[Saved data entries]
+ + +
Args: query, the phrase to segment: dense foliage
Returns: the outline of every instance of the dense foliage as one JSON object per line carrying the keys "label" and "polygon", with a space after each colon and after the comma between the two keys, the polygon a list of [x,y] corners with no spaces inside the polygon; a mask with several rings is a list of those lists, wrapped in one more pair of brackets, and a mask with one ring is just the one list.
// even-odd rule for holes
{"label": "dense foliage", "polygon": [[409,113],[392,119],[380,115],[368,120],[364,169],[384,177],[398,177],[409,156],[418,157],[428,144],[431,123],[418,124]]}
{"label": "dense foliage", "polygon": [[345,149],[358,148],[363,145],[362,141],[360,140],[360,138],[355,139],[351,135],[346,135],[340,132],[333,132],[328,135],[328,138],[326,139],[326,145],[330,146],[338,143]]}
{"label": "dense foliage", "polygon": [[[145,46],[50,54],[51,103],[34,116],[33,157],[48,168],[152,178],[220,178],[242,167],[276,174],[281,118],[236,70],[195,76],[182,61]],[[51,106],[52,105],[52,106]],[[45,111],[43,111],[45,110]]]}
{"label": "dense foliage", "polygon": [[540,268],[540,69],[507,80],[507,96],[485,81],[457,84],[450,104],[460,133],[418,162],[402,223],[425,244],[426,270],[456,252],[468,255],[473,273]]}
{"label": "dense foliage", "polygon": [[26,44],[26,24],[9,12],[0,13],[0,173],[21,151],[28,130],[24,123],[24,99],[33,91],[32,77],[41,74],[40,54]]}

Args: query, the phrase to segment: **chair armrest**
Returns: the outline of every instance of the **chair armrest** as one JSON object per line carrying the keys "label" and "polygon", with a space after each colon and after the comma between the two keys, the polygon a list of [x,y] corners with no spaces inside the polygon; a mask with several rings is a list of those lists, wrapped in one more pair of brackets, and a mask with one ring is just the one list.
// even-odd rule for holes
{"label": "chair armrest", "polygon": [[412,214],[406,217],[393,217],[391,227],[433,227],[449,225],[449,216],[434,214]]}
+ + +
:: Your task ::
Copy out every line from the data above that has "phrase" in it.

:: Reply to the task ::
Args: query, the phrase to segment: dense foliage
Args: query, the phrase to segment: **chair armrest**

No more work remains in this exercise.